基于点的标注数据:
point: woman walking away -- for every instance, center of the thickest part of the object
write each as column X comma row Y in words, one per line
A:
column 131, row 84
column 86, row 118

任务要求 >> 把上面全部记录逐行原样输出。

完整答案 >>
point: woman walking away -- for every instance, center of the thickest part of the object
write each as column X comma row Y in words, one per line
A:
column 131, row 84
column 86, row 118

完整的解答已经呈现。